Below are lines of data; count those containing the word "smartphone" and write nothing but the number.

[Collection entries]
————
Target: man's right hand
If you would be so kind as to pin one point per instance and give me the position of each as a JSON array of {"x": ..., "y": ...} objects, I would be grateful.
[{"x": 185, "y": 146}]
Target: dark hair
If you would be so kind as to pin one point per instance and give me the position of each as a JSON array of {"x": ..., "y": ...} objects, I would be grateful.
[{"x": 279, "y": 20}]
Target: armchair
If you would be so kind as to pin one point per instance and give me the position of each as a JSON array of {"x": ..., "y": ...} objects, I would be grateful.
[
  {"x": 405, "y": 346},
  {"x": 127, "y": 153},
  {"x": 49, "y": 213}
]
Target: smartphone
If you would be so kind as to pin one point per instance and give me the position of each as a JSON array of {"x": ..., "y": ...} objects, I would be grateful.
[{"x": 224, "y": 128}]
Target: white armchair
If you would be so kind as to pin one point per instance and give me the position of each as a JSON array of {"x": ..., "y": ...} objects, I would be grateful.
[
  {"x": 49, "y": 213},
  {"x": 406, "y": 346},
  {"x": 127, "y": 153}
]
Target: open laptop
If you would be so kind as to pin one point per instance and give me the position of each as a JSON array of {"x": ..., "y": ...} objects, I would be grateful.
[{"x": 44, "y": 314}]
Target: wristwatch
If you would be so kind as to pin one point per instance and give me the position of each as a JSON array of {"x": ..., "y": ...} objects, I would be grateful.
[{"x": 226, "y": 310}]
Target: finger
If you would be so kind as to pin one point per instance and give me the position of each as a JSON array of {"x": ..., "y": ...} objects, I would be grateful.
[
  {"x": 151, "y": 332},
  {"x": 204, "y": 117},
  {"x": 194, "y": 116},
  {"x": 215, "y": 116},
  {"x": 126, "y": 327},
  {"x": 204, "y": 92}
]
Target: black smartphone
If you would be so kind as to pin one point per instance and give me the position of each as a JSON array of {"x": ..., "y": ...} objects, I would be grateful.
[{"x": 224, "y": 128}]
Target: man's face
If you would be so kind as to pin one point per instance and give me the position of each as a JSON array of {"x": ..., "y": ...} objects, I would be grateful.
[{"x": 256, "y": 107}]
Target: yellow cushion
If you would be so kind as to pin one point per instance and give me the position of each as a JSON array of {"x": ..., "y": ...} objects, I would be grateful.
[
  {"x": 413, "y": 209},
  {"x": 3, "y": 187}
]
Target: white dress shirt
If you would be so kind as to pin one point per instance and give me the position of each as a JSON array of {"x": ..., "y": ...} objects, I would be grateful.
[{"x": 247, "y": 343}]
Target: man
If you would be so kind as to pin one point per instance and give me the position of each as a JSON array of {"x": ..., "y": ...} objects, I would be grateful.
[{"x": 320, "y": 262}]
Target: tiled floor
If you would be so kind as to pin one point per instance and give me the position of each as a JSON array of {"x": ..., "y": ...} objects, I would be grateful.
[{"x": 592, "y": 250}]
————
■ Answer box
2